Given task 1: According to the judgment excerpt, what does the statutory policy favor, as explained by the High Court in Grant Samuel at [21]?

------ Text provided ------

62 The SA defendant put the additional argument that Rodgers was wrongly decided because the term "application" as used in s 588FF(1) includes an application to amend to add transactions. It was submitted that this point of law was not raised in Rodgers nor considered in Sydney Recycling. The submission that the word "application" in s 588FF(1) should be construed to include an application to amend to raise additional transactions that are sought to be impugned was put in two ways.
63 First, it was argued that the statutory policy of s 588FF(3) that was recognised in Tolcher and Grant Samuel informs the meaning of "application". In Grant Samuel at [21] the High Court explained that the statutory policy favours certainty for creditors as to whether they remain at risk of voidable preference proceedings being brought against them by imposing a time limit within which such proceedings may be brought. See also Tolcher at [37]-[39] and Fortress Credit at [24]. I am not persuaded that regard to the statutory policy does inform the meaning of "application". In Fortress Credit the High Court rejected an argument that the statutory policy militated against a construction of s 588FF(3)(b) enabling shelf orders to be made. The Court reasoned at [24]:
There is, however, no independent basis for the assertion that any extension of time which does not identify a particular transaction or transactions must be an unreasonable prolongation of uncertainty militating against a construction which would allow such an order to be made. The section provides for the exercise of discretion by the court. Questions of what is a reasonable or an unreasonable prolongation of uncertainty and the scope of such uncertainty are more appropriately considered case-by-case in the exercise of judicial discretion than globally in judicial interpretation of the provision.

------ Dataset content ------

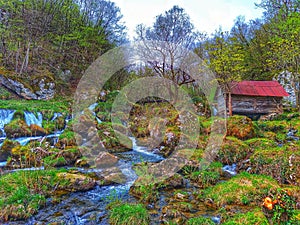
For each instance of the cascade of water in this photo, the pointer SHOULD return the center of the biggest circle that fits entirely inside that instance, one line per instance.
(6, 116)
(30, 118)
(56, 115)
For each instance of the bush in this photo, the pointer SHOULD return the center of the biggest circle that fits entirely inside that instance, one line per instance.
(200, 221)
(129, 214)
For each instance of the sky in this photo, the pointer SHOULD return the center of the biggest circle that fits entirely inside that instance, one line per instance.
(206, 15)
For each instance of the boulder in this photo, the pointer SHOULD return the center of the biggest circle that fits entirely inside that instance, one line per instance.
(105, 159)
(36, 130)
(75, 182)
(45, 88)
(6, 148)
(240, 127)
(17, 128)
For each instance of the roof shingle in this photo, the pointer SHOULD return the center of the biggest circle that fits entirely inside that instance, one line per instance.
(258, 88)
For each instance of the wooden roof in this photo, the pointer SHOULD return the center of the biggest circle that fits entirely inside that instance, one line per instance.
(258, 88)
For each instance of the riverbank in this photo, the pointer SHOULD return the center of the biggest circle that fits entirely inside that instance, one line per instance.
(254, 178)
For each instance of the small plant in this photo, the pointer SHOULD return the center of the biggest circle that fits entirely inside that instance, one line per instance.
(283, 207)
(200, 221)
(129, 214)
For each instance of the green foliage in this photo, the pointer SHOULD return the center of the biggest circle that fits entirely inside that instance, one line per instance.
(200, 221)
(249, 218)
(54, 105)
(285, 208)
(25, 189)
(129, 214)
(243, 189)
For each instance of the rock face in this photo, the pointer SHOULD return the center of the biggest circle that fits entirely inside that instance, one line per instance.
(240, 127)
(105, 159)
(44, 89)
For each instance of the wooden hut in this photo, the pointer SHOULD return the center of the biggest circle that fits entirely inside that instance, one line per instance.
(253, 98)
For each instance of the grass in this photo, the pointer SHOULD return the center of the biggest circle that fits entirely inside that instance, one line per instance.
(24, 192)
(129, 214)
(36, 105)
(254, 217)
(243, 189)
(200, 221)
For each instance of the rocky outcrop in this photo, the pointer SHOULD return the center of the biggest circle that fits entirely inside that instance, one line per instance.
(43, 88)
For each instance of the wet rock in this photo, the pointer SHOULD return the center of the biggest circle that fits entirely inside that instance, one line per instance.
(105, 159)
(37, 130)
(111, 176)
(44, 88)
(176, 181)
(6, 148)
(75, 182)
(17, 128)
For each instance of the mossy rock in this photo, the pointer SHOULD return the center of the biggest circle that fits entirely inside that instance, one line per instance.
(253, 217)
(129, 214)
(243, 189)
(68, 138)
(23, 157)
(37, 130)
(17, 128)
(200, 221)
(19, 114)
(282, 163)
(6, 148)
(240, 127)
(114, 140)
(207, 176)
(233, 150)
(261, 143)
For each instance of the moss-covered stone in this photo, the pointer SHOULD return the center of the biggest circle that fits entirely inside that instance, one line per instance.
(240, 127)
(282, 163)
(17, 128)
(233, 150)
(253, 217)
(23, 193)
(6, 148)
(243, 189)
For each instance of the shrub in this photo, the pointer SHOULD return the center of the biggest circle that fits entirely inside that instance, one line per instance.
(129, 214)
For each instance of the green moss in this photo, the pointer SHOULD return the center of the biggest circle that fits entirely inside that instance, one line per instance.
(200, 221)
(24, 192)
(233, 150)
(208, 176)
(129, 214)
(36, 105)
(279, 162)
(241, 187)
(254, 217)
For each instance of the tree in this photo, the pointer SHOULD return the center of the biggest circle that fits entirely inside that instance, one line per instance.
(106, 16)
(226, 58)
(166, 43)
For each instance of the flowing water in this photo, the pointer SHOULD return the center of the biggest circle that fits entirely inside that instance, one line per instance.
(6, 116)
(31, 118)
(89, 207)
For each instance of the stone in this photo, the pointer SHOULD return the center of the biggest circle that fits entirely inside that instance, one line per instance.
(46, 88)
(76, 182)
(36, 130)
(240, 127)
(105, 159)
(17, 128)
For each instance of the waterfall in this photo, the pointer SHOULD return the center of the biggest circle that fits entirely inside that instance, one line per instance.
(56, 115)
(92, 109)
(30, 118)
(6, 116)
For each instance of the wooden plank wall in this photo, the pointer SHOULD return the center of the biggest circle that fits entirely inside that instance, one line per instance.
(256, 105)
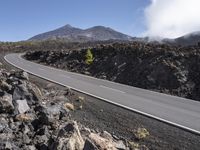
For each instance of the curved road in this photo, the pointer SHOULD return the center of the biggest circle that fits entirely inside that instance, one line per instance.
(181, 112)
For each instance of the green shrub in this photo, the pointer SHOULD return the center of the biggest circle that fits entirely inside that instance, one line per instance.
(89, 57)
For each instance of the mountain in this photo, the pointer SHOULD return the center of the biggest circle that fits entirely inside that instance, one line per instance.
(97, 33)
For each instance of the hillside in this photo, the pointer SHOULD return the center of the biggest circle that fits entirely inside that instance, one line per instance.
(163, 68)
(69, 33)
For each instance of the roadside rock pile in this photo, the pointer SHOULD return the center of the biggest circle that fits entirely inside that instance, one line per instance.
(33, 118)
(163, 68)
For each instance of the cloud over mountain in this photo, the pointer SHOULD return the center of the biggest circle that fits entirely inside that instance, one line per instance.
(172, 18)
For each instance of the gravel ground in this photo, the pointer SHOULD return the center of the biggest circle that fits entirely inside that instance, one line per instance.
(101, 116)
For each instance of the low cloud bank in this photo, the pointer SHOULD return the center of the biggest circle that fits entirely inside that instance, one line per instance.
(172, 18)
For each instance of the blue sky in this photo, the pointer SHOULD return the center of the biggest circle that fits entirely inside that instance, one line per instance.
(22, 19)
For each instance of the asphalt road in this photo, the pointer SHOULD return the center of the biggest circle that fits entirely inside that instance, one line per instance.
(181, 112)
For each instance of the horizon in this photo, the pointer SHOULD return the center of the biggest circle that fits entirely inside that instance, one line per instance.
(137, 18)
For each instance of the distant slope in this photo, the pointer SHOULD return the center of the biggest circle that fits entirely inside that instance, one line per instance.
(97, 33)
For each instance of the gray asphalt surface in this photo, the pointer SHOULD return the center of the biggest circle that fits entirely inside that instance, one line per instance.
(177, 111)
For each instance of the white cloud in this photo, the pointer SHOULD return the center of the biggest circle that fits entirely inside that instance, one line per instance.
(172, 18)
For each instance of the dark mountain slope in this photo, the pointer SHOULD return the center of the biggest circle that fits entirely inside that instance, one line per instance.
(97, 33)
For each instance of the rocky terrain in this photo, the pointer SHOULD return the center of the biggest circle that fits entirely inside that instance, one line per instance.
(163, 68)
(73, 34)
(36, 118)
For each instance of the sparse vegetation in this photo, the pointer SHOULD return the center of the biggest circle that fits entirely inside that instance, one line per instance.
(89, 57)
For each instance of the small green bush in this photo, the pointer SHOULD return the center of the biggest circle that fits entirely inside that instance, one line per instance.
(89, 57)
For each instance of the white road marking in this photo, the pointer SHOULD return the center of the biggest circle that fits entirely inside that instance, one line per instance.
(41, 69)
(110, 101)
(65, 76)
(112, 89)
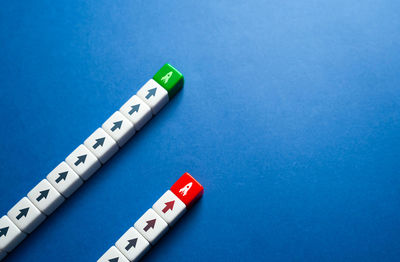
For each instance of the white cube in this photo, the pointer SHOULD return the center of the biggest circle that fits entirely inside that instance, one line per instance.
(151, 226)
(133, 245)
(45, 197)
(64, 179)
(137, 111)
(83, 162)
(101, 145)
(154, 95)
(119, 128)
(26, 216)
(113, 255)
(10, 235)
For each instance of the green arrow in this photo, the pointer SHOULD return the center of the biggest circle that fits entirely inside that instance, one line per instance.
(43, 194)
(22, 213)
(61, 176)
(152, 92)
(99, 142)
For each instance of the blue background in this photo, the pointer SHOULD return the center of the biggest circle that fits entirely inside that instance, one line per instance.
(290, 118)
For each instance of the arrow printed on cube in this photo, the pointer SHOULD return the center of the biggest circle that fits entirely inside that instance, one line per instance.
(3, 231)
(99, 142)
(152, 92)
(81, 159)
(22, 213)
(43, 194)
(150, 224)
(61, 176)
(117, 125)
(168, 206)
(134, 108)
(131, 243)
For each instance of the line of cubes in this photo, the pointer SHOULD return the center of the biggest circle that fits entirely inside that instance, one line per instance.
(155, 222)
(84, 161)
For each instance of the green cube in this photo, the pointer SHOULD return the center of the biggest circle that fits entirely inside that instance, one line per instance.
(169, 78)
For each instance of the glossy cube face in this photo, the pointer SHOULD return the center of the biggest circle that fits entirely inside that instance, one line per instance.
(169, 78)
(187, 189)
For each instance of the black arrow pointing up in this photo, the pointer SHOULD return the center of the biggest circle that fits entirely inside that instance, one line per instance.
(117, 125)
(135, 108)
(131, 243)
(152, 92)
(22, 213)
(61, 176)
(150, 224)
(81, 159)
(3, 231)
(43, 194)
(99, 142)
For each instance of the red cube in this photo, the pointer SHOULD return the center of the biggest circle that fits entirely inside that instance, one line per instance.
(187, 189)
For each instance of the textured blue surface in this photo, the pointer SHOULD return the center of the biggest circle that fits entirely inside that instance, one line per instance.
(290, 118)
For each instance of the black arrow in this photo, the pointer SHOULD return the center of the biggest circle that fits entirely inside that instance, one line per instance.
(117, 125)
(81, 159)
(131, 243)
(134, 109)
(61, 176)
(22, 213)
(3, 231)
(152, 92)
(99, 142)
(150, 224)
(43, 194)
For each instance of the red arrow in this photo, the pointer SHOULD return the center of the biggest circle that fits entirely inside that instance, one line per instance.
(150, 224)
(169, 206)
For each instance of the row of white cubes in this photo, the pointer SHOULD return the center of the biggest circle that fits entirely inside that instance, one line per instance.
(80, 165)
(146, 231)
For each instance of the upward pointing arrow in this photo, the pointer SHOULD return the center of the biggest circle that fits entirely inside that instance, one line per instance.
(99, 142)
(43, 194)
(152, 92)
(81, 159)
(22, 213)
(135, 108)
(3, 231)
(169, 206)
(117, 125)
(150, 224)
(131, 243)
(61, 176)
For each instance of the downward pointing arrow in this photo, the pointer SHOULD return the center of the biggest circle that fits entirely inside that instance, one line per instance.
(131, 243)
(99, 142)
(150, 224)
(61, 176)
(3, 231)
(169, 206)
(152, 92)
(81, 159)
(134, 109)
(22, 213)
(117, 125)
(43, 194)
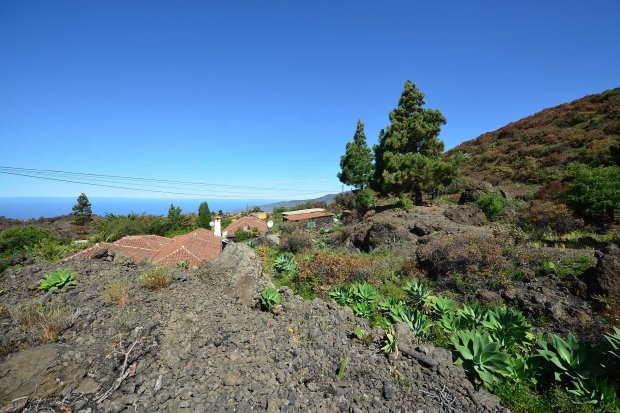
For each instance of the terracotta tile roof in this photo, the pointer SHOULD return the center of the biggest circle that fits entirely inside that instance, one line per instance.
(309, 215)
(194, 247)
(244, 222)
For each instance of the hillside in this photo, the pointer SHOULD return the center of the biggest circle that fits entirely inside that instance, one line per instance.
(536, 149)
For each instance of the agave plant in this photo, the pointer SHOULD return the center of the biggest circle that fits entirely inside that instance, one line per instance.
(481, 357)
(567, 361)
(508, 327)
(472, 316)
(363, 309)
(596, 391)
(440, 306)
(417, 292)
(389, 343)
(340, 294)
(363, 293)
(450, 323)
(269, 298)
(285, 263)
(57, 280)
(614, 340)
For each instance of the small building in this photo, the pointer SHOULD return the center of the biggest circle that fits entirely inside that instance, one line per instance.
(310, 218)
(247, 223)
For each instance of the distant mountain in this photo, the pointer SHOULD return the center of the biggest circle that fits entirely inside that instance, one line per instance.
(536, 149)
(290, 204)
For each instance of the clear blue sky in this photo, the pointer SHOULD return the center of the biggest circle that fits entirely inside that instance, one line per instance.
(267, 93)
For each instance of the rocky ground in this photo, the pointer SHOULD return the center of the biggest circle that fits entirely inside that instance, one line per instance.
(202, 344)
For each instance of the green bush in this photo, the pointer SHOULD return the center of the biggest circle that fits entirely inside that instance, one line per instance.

------

Given task 2: Find each line in the records above that contains the word "stone", and copy those lines.

Written answer 1: It favors certainty for creditors as to whether they remain at risk of voidable preference proceedings being brought against them.

Written answer 2:
For each instance of the moss-covered stone in this photo, the pointer SHOULD return the center of the biggest circle that fits entirely inside that instance, one line per instance.
For each instance of the stone in this photo, the pointer SHOULD return the center of the biggest circle that fits entirely inside that instance, one line per instance.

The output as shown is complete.